— START Records provided —
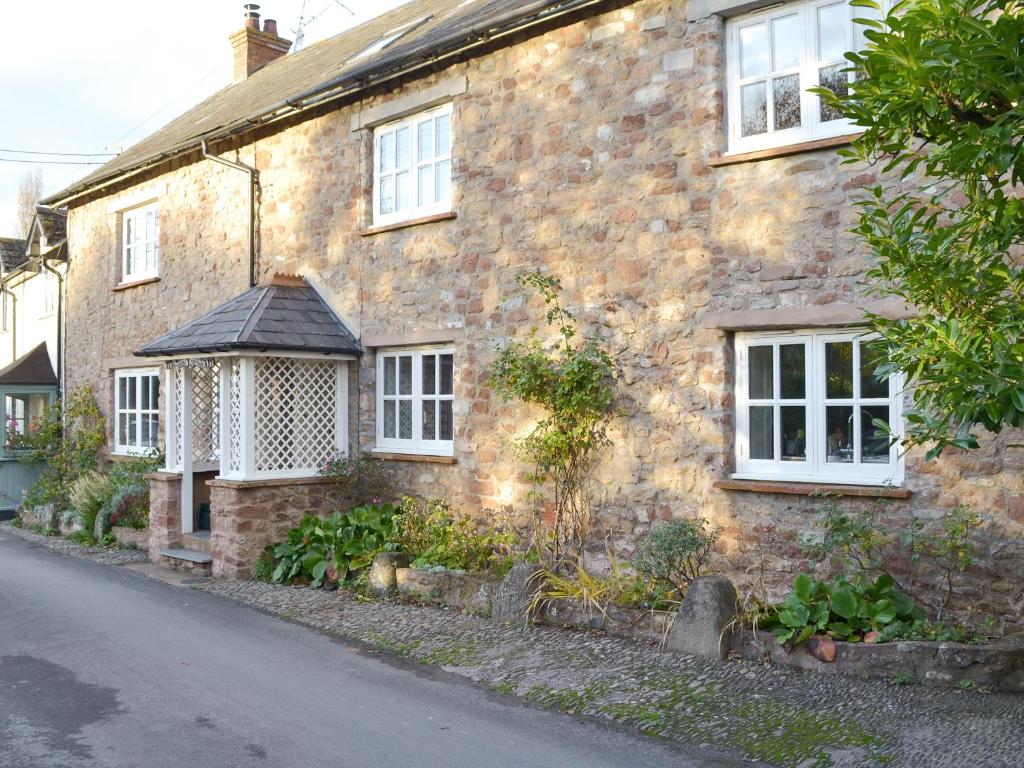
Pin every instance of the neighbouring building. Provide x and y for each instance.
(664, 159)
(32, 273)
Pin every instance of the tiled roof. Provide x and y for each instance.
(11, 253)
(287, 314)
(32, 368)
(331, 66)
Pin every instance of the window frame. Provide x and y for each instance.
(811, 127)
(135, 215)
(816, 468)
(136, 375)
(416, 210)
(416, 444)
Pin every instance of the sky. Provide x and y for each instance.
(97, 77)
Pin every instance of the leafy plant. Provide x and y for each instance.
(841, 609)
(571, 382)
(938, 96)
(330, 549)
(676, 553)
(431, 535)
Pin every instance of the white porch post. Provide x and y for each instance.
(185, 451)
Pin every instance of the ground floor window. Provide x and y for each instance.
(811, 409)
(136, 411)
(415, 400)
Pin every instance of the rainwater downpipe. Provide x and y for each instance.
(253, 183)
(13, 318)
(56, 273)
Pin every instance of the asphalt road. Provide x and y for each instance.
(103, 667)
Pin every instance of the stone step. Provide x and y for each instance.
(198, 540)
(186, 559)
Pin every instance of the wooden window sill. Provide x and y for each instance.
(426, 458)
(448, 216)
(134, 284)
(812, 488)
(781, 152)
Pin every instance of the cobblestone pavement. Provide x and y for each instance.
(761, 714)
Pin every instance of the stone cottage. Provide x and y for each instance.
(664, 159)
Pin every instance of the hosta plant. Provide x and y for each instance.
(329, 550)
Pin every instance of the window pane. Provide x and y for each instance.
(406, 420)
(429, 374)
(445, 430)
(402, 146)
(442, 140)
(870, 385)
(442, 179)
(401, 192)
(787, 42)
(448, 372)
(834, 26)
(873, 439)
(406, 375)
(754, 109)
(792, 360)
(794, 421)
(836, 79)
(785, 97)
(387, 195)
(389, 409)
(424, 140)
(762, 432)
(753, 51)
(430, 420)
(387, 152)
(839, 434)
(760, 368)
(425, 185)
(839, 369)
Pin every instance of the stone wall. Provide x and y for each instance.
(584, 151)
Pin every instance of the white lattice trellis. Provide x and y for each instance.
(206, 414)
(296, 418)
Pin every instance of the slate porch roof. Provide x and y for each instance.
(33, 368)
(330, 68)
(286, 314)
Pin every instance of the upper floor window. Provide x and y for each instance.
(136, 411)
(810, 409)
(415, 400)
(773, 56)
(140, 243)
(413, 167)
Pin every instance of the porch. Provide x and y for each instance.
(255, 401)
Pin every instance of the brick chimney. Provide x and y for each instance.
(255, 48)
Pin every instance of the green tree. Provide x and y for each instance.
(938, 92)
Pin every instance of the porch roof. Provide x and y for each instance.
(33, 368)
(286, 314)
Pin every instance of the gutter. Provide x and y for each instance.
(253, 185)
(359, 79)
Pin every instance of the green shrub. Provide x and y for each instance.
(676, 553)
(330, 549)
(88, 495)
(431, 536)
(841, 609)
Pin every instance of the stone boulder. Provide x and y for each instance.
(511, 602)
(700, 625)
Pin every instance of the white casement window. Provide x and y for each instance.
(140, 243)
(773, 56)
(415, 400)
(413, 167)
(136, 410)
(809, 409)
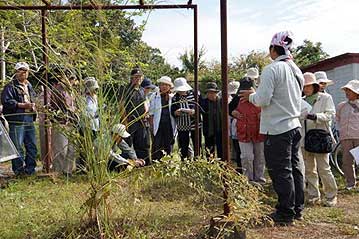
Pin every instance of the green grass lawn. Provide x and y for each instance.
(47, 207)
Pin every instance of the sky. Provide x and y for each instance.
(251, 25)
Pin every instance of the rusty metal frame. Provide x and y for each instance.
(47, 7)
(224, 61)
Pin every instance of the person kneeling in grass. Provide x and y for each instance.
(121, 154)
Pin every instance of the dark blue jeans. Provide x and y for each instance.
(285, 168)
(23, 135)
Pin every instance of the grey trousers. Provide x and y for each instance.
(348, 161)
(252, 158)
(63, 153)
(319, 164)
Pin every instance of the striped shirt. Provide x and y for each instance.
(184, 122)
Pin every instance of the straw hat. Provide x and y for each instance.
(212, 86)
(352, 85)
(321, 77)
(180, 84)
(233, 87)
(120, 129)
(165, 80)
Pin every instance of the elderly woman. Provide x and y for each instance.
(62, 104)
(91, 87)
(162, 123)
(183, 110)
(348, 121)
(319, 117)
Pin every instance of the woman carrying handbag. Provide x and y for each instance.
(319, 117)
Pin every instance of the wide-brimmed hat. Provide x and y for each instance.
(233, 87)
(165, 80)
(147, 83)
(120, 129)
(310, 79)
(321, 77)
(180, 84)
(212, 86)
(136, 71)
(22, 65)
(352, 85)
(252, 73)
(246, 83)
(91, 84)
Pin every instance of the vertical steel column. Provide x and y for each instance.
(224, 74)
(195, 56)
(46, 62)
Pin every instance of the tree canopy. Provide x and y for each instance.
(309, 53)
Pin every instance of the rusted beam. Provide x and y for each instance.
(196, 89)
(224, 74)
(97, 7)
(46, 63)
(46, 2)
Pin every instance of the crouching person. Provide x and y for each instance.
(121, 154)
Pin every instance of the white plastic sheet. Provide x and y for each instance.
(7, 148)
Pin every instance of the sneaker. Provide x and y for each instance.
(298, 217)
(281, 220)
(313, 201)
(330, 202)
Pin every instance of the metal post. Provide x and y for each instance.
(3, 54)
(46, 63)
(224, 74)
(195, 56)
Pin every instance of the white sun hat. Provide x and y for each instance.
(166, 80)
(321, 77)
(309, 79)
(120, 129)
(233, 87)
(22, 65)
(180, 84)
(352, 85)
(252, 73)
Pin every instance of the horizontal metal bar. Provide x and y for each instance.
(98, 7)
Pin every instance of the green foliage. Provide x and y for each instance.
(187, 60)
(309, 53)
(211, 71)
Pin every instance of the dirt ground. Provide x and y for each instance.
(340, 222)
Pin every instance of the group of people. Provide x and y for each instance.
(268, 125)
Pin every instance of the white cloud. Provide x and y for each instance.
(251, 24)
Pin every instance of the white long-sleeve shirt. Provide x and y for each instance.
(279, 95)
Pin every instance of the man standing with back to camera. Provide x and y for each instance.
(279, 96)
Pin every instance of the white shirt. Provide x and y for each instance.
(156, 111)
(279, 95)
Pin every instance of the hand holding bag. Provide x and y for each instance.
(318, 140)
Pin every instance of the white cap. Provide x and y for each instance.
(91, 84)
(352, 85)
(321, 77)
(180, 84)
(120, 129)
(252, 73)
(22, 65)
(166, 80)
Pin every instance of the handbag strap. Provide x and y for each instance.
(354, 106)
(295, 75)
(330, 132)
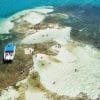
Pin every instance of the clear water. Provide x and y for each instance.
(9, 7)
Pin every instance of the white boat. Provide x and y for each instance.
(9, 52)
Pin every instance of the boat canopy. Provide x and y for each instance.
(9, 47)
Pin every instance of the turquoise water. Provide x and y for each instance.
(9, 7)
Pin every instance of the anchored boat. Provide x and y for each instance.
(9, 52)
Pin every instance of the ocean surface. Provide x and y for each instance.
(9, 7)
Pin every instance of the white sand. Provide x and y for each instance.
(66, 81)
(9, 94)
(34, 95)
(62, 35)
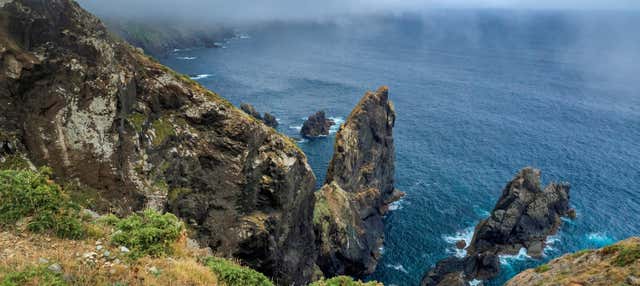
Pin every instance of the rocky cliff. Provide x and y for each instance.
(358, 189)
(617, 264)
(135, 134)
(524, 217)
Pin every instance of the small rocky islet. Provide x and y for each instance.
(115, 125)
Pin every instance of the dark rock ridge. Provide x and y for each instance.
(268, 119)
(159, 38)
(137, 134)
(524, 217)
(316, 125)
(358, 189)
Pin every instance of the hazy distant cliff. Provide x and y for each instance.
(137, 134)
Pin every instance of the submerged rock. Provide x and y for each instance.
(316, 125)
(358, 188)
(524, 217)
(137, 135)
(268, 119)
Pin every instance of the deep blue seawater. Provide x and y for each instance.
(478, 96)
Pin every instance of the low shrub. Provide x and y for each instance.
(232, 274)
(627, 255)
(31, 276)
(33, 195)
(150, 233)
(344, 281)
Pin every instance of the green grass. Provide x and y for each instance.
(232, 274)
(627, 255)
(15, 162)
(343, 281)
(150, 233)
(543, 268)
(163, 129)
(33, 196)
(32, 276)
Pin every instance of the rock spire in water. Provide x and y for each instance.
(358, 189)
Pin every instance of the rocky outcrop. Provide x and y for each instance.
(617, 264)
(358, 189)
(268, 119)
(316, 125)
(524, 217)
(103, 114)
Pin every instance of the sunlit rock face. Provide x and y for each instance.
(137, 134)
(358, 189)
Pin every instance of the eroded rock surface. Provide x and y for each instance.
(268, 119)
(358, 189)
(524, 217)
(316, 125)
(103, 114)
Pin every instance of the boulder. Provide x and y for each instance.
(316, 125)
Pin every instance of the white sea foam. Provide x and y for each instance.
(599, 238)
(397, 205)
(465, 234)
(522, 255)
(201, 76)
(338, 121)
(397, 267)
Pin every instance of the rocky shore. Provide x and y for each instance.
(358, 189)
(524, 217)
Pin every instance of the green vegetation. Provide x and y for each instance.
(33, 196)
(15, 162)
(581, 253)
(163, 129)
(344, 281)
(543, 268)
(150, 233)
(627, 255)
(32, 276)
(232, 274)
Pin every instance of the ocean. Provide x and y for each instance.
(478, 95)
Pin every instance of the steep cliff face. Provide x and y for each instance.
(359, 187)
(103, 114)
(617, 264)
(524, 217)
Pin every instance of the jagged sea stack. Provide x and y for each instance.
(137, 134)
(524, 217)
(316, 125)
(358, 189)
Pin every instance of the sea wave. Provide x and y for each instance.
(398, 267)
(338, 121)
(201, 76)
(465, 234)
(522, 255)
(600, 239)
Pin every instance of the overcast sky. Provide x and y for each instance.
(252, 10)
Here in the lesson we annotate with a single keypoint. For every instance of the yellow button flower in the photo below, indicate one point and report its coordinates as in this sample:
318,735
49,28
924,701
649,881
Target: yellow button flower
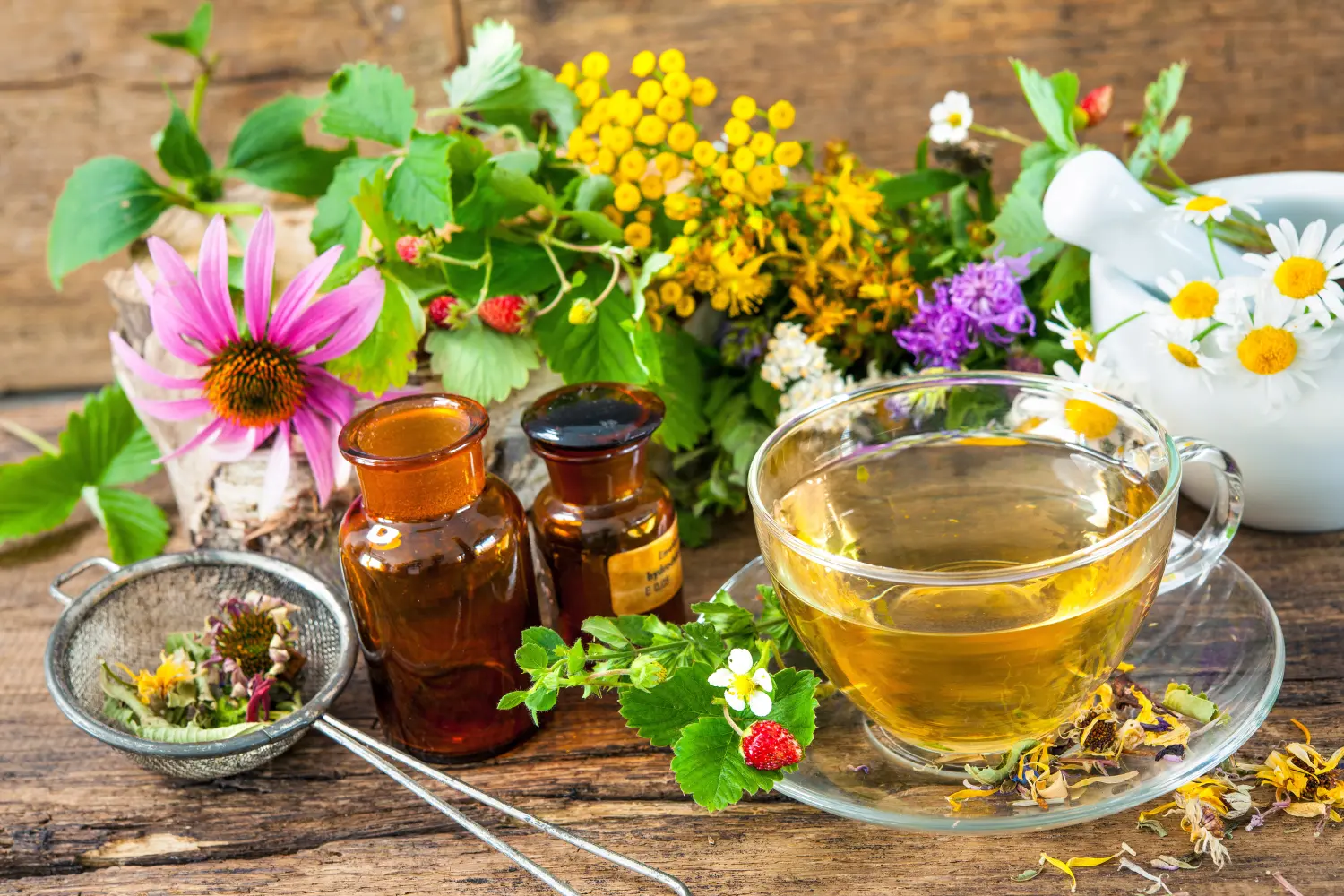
— END Records provided —
Exercise details: Make an exact copy of only those lines that run from the line with "Pin every instance of the ocean." through the end of the records, excluding pictures.

Finished answer:
Pin every instance of the ocean. Provide x and y for each instance.
(478, 95)
Pin every instance of the steep cliff face. Provide x and y for each instance.
(359, 187)
(103, 114)
(617, 264)
(524, 217)
Pin every instance of the jagged sea stack. Provide x and y for each instance.
(137, 134)
(524, 217)
(316, 125)
(358, 189)
Pin every instance of the sea wave. Provide x and y for each instance.
(398, 267)
(338, 121)
(201, 76)
(465, 234)
(522, 255)
(600, 239)
Pin every instance of the overcast sky. Provide x and y for each instance.
(252, 10)
Here in the lesson we annotate with a single keypoint. For every instance of the yellow button flower in the photo below, indicate one point and report its coordinates as in this sample:
318,735
49,28
924,701
649,881
Target: yellow button flower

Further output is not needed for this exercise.